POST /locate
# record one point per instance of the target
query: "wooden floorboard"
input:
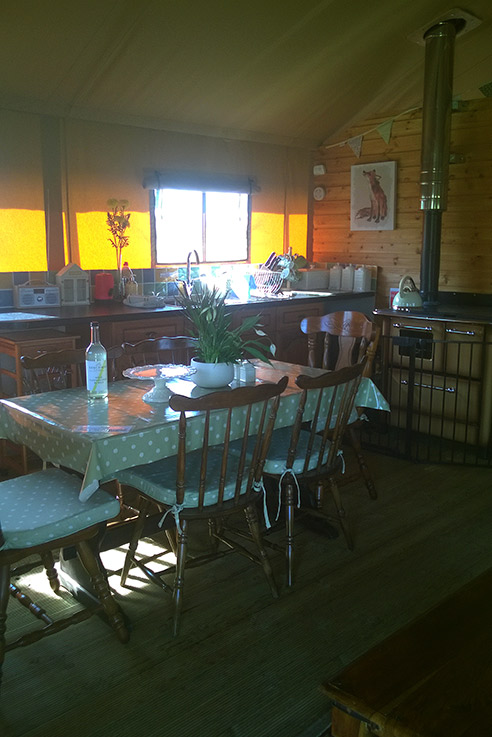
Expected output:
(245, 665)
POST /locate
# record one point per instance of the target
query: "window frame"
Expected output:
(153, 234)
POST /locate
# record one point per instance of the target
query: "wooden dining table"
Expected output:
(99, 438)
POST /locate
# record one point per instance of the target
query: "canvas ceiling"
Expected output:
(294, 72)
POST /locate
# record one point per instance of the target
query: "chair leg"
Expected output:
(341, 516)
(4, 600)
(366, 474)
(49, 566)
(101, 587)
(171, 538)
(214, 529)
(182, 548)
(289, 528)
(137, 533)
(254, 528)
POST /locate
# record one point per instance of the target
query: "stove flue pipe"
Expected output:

++++++

Extract every line of the data above word for word, leaving out the pictures.

POST /locate
# record one point per instance of the target
query: "wooden floorboard"
input:
Expected output:
(245, 665)
POST /locate
# record one point per instance of the target
query: "window frame"
Expected output:
(153, 234)
POST /locate
# record one point per instance of the target
query: "wooden dining table"
Expected output:
(99, 438)
POST /locate
# record one point per instance of the target
query: "canvas ceiling"
Expected output:
(294, 72)
POST /locate
# record one point per instance of the target
query: "chair leg"
Expected output:
(341, 516)
(4, 600)
(366, 474)
(49, 566)
(101, 587)
(171, 538)
(214, 529)
(182, 548)
(289, 528)
(137, 533)
(254, 528)
POST /locate
# record one point per instance of the target
query: "stove flue pipe"
Expected output:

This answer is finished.